[Required work]
Because the copy must hold no pictures, return the data below with all of its words intact.

Collected data:
=====
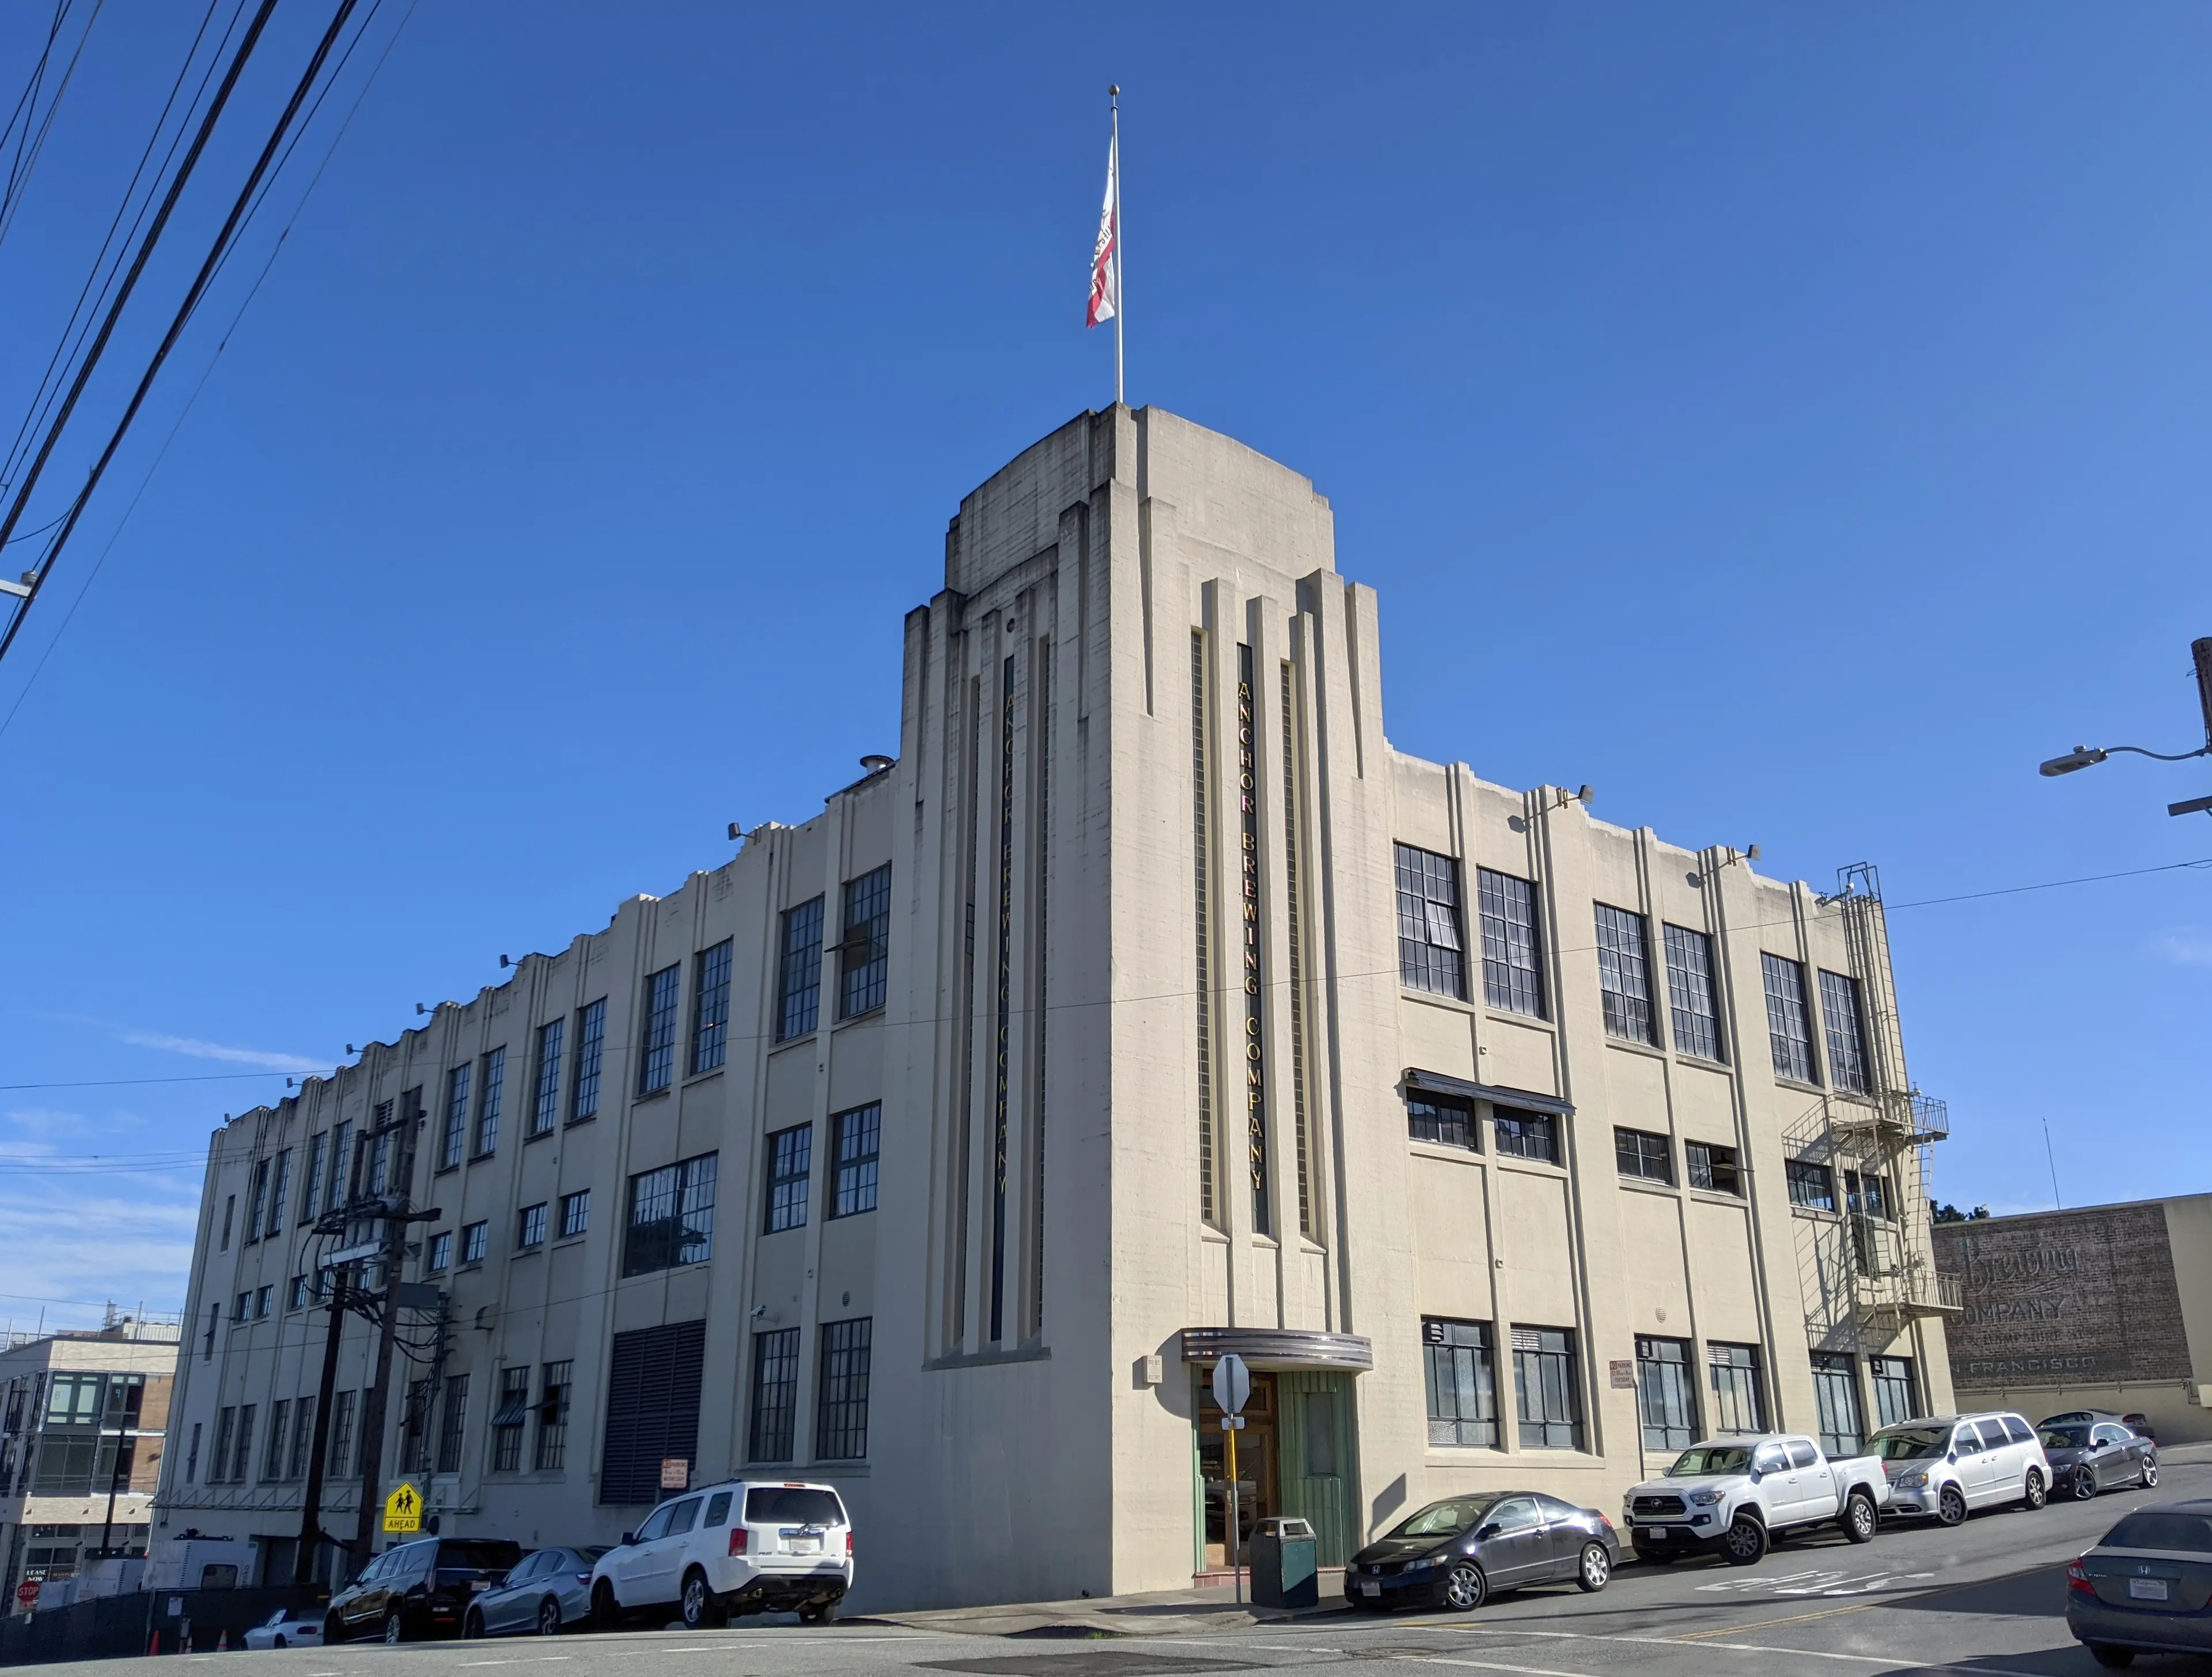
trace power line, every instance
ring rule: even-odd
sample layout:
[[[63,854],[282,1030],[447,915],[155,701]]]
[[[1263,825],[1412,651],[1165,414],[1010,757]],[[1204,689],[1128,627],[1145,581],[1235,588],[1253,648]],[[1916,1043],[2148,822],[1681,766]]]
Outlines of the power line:
[[[62,99],[69,92],[70,83],[76,79],[77,60],[84,56],[84,44],[92,39],[92,26],[100,21],[100,9],[105,3],[106,0],[93,0],[92,15],[85,20],[84,33],[76,38],[76,48],[70,54],[69,67],[62,72],[61,86],[54,89],[54,96],[46,101],[46,118],[39,124],[39,137],[31,142],[30,155],[27,157],[24,155],[21,143],[20,141],[17,143],[16,167],[9,172],[7,197],[3,203],[0,203],[0,243],[6,241],[8,230],[15,225],[15,212],[23,207],[23,192],[24,189],[31,184],[31,171],[38,167],[39,158],[46,151],[46,136],[53,128],[54,115],[62,108]],[[69,0],[63,0],[61,7],[54,14],[54,27],[57,29],[61,27],[63,13],[67,12],[68,9]],[[46,52],[39,55],[39,66],[41,70],[46,67],[46,54],[52,50],[53,38],[49,35],[46,39]],[[30,131],[30,123],[27,119],[23,125],[25,138],[29,137]]]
=====
[Completed task]
trace power line, every instance
ring rule: even-odd
sample layout:
[[[63,854],[282,1030],[447,915],[155,701]]]
[[[1263,825],[1412,651],[1165,414],[1010,757]],[[1204,689],[1128,627],[1145,581],[1235,588],[1253,648]],[[1916,1043],[2148,822],[1681,766]]]
Outlines of the power line:
[[[62,99],[69,92],[70,83],[76,79],[77,60],[84,56],[84,44],[92,39],[92,26],[100,21],[100,9],[105,3],[106,0],[93,0],[92,15],[85,20],[84,33],[76,38],[76,48],[70,54],[69,67],[62,72],[61,86],[54,89],[54,96],[46,101],[46,118],[39,124],[39,137],[31,142],[30,155],[27,157],[24,155],[21,143],[20,141],[17,143],[16,167],[9,172],[7,197],[3,203],[0,203],[0,243],[6,241],[8,230],[15,225],[15,212],[23,207],[23,192],[24,189],[31,184],[31,171],[38,167],[39,158],[46,151],[46,136],[53,128],[54,115],[62,108]],[[69,0],[63,0],[61,7],[54,14],[54,27],[57,29],[61,27],[63,13],[67,12],[68,9]],[[46,52],[39,55],[39,66],[41,70],[46,67],[46,54],[52,50],[53,38],[49,35],[46,39]],[[30,131],[30,123],[27,119],[23,125],[25,138],[29,137]]]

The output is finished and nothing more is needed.